What you will do: Every entry needs to be repeated exactly, with nothing left out.

Information supplied:
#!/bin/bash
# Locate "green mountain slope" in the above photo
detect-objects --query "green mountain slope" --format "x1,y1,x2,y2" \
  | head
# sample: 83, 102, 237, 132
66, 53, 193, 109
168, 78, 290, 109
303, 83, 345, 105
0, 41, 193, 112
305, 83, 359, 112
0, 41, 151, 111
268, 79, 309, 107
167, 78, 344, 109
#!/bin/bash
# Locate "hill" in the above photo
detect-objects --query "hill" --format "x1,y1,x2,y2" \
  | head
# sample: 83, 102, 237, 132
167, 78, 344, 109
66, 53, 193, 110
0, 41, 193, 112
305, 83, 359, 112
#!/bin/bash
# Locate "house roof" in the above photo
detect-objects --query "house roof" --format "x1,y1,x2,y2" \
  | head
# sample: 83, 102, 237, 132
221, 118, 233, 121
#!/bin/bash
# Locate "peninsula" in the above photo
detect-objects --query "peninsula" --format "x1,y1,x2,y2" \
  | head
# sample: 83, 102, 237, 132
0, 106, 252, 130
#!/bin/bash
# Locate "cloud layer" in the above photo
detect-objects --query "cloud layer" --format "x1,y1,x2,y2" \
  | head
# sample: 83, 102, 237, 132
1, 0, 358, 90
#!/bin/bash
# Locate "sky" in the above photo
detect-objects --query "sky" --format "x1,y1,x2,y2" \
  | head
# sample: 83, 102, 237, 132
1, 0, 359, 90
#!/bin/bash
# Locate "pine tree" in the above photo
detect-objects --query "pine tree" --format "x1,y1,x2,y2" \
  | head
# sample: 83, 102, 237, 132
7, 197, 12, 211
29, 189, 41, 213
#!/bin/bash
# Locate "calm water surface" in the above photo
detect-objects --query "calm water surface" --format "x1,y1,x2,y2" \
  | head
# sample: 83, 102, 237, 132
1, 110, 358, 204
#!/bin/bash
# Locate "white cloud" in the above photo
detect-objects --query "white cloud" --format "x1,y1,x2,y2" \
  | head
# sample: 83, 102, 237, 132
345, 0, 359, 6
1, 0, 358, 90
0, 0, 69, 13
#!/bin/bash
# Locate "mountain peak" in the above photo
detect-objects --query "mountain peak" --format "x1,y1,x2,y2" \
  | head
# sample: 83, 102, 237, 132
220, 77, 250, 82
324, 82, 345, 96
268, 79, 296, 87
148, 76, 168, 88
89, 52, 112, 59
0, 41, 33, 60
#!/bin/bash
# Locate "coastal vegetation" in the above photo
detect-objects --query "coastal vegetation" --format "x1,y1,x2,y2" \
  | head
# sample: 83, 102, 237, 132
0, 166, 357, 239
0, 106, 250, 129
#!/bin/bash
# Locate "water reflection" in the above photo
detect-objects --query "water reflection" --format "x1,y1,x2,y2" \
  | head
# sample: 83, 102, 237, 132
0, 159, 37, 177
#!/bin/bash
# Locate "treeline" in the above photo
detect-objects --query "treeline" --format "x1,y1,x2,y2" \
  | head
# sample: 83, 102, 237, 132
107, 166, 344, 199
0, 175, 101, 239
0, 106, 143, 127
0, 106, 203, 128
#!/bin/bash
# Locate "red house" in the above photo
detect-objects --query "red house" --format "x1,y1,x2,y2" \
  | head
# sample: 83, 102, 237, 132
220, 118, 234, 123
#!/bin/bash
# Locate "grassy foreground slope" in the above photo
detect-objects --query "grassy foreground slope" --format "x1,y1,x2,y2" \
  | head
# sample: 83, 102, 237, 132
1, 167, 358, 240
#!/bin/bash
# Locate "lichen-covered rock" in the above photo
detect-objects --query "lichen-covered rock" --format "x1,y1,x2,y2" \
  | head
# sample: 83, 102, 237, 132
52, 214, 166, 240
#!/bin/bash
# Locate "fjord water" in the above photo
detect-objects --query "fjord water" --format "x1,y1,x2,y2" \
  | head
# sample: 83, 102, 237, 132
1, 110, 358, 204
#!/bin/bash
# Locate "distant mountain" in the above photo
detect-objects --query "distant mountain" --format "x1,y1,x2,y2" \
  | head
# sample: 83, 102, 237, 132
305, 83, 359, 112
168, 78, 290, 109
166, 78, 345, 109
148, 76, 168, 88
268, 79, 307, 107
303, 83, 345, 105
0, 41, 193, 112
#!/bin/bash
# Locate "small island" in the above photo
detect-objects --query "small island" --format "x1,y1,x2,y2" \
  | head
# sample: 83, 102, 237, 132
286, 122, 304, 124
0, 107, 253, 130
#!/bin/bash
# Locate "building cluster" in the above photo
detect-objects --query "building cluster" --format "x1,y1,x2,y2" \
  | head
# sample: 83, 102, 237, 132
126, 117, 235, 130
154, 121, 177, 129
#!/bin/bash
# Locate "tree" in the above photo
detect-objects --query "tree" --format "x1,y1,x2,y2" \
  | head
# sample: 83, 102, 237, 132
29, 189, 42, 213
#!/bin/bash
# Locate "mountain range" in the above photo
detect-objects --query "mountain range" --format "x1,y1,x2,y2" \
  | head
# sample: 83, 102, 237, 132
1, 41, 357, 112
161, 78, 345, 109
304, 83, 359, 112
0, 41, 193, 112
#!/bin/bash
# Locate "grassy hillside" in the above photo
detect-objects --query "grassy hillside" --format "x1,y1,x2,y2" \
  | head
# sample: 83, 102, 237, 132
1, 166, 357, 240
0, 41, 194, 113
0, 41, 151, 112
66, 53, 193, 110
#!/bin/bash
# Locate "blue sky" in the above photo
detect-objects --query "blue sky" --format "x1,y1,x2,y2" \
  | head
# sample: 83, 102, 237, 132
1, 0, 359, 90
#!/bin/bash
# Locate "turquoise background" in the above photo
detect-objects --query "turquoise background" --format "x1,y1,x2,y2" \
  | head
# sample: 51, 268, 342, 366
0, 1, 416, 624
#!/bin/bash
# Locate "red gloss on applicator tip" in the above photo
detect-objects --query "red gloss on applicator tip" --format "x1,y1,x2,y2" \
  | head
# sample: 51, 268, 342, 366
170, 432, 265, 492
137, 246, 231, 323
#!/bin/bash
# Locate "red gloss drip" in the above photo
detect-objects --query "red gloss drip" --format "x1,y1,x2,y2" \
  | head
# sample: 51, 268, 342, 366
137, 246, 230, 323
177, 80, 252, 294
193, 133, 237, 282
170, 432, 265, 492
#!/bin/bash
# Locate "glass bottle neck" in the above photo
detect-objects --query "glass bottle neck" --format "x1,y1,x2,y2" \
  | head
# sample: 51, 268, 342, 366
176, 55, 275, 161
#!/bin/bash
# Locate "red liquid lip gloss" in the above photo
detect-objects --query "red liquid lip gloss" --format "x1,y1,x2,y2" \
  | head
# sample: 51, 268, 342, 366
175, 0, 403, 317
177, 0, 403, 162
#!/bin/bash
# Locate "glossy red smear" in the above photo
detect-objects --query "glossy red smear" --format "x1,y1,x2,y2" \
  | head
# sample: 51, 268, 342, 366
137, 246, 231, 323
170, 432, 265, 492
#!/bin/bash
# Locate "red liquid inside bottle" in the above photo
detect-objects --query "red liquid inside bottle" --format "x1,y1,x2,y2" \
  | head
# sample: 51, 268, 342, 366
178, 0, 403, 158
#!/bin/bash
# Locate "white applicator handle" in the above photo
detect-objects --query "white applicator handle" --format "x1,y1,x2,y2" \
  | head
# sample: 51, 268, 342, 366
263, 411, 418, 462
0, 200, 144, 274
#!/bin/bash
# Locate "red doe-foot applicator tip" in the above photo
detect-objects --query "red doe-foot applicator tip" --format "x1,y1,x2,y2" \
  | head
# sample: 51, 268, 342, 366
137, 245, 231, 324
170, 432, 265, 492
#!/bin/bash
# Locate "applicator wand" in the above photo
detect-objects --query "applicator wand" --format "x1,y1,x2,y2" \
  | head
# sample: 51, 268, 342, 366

Written response:
#!/bin/bash
# Locate "green mountain slope" in the above photo
detect-objects --query "green mountain slope" --format "x1,y1,x2,y2" \
  | head
# sample: 83, 102, 237, 132
66, 53, 193, 109
168, 78, 290, 109
303, 83, 345, 105
0, 41, 193, 112
305, 83, 359, 112
0, 41, 151, 111
268, 79, 309, 107
167, 78, 344, 109
#!/bin/bash
# Locate "hill" in the above photo
detect-objects --query "hill" --format "x1,y1,x2,y2" \
  | head
# sample: 83, 102, 237, 132
167, 78, 344, 109
66, 53, 193, 110
0, 41, 193, 112
305, 83, 359, 112
#!/bin/bash
# Locate "house roof" in the above photo
detect-objects --query "house roof" --format "x1,y1,x2,y2" \
  | head
# sample: 83, 102, 237, 132
221, 118, 233, 121
#!/bin/bash
# Locate "peninsula" in the above photo
detect-objects --query "peninsula" --format "x1,y1,x2,y2" \
  | head
# sample: 83, 102, 237, 132
0, 106, 252, 130
#!/bin/bash
# Locate "cloud layer" in the above photo
detect-objects --query "cloud layer" --format "x1,y1,x2,y2" \
  | head
# sample: 83, 102, 237, 132
1, 0, 358, 90
#!/bin/bash
# Locate "sky" in the above photo
detect-objects --query "sky" --format "x1,y1,x2,y2" \
  | head
# sample: 83, 102, 237, 132
1, 0, 359, 90
#!/bin/bash
# Locate "pine tree" in the above photo
detect-objects --query "pine tree" --format "x1,y1,x2,y2" \
  | head
# sample: 83, 102, 237, 132
7, 197, 12, 211
29, 189, 41, 213
#!/bin/bash
# Locate "calm water surface" in the above photo
detect-objects --query "calm water surface" --format "x1,y1,x2,y2" \
  | head
# sample: 83, 102, 237, 132
1, 110, 358, 204
#!/bin/bash
# Locate "white cloud" in the above photo
detect-objects --query "white cloud" --format "x1,y1,x2,y2" \
  | head
# sample: 83, 102, 237, 132
345, 0, 359, 6
1, 0, 358, 90
0, 0, 69, 13
#!/bin/bash
# Locate "mountain peak" in the above photo
detect-objects --query "mountain peak" --format "x1,y1,x2,y2" \
  | head
# sample: 83, 102, 237, 132
220, 77, 250, 82
324, 82, 345, 96
268, 79, 296, 87
148, 76, 168, 88
89, 52, 112, 59
0, 41, 33, 60
#!/bin/bash
# Locate "coastal vegetation" in the above photo
detect-objects --query "coastal vegetation" --format "x1,y1,x2,y2" \
  | head
# sample: 83, 102, 237, 132
0, 166, 357, 239
0, 106, 250, 129
#!/bin/bash
# Locate "water reflection" in the above photo
detect-objects --query "water reflection" --format "x1,y1,x2,y2" \
  | head
# sample: 83, 102, 237, 132
0, 159, 37, 177
#!/bin/bash
# Locate "treeline" in the above photo
detect-objects --query "treeline" --format "x1,y1,x2,y2" \
  | head
# sample: 83, 102, 237, 132
107, 166, 344, 199
0, 175, 101, 239
0, 106, 143, 127
0, 106, 203, 128
#!/bin/bash
# Locate "red house" in the above photo
detect-objects --query "red house" --format "x1,y1,x2,y2" \
  | head
# sample: 83, 102, 237, 132
220, 118, 234, 123
#!/bin/bash
# Locate "grassy foreground slope" in the above photo
detect-objects --query "grassy foreground slope" --format "x1,y1,x2,y2" \
  | head
# sample: 83, 102, 237, 132
1, 167, 358, 240
#!/bin/bash
# Locate "lichen-covered rock" in the above photo
detect-objects --query "lichen-covered rock" --format "x1,y1,x2,y2" \
  | head
# sample: 83, 102, 237, 132
52, 214, 166, 240
#!/bin/bash
# Locate "fjord water" in the above photo
detect-objects --query "fjord water" --format "x1,y1,x2,y2" \
  | head
# sample: 83, 102, 237, 132
1, 110, 358, 204
#!/bin/bash
# Locate "distant mountain" in the above photo
detect-objects --query "distant mountain" --format "x1,y1,x2,y2" \
  | head
# sample: 83, 102, 237, 132
305, 83, 359, 112
168, 78, 290, 109
166, 78, 345, 109
148, 76, 168, 88
268, 79, 307, 107
303, 83, 345, 105
0, 41, 193, 112
#!/bin/bash
# Locate "small island" in the above photo
detect-objects --query "small island" --format "x1,y1,x2,y2" \
  | head
# sample: 83, 102, 237, 132
286, 122, 304, 124
0, 107, 253, 130
#!/bin/bash
# Locate "building cluster" in the above photo
detect-objects --query "building cluster" --format "x1,y1,x2,y2" \
  | head
# sample: 83, 102, 237, 132
126, 117, 235, 130
154, 121, 177, 129
#!/bin/bash
# Locate "tree" in the above photo
detect-objects --query "tree" --format "x1,y1,x2,y2" \
  | head
# sample: 83, 102, 237, 132
29, 189, 42, 213
#!/bin/bash
# Locate "mountain range" in the above photo
detect-objects --query "mountain range" --format "x1,y1,x2,y2" \
  | head
# sample: 83, 102, 237, 132
1, 41, 357, 112
161, 78, 345, 109
304, 83, 359, 112
0, 41, 193, 112
#!/bin/bash
# Locate "grassy hillside" in the above photo
detect-objects --query "grassy hillside" --format "x1,y1,x2,y2" \
  | head
# sample: 83, 102, 237, 132
1, 166, 357, 240
0, 41, 194, 113
0, 41, 151, 112
66, 53, 193, 110
#!/bin/bash
# Locate "blue sky" in the above photo
detect-objects --query "blue sky" --format "x1,y1,x2,y2" \
  | head
# sample: 83, 102, 237, 132
1, 0, 359, 90
#!/bin/bash
# Locate "turquoise background" in the above photo
detect-objects --query "turquoise background" --format "x1,y1,x2,y2" \
  | head
# sample: 51, 268, 342, 366
0, 1, 416, 624
#!/bin/bash
# Locate "red gloss on applicator tip" in the above photo
detect-objects --query "red gloss on applicator tip" --format "x1,y1,x2,y2" \
  | head
# sample: 51, 268, 342, 366
170, 432, 265, 492
137, 246, 231, 323
#!/bin/bash
# Locate "red gloss drip" in the above photo
detect-objects --query "red gloss drip" --format "x1,y1,x2,y2" \
  | head
# sample: 51, 268, 342, 366
137, 246, 230, 323
177, 80, 252, 294
193, 133, 237, 282
170, 432, 265, 492
#!/bin/bash
# Locate "glass bottle neck" in the above photo
detect-objects --query "glass bottle neck" --format "x1,y1,x2,y2" \
  | head
# sample: 51, 268, 342, 366
176, 55, 275, 161
#!/bin/bash
# Locate "red liquid lip gloss" in the above photo
detect-objects --query "red liquid lip gloss" --format "x1,y1,x2,y2" \
  | head
# sample: 51, 268, 342, 366
175, 0, 403, 317
177, 0, 403, 162
#!/bin/bash
# Locate "glossy red smear" in the above photo
detect-objects --query "glossy red smear" --format "x1,y1,x2,y2" \
  | head
# sample: 51, 268, 342, 366
137, 246, 231, 323
170, 432, 265, 492
#!/bin/bash
# Locate "red liquid inside bottle" in the above photo
detect-objects --query "red liquid inside bottle" --format "x1,y1,x2,y2" \
  | head
# sample: 51, 268, 342, 366
178, 0, 403, 158
#!/bin/bash
# Locate "white applicator handle" in the above photo
detect-objects --query "white applicator handle" --format "x1,y1,x2,y2" \
  | head
# sample: 51, 268, 342, 366
263, 411, 418, 462
0, 200, 144, 274
#!/bin/bash
# Locate "red doe-foot applicator tip" in the above photo
detect-objects --query "red doe-foot applicator tip" --format "x1,y1,x2,y2" \
  | head
# sample: 51, 268, 342, 366
137, 245, 231, 324
170, 432, 265, 492
#!/bin/bash
# Locate "applicator wand" in the above photo
detect-objects --query "applicator wand" --format "x1,y1,x2,y2" \
  | head
# sample: 51, 268, 342, 366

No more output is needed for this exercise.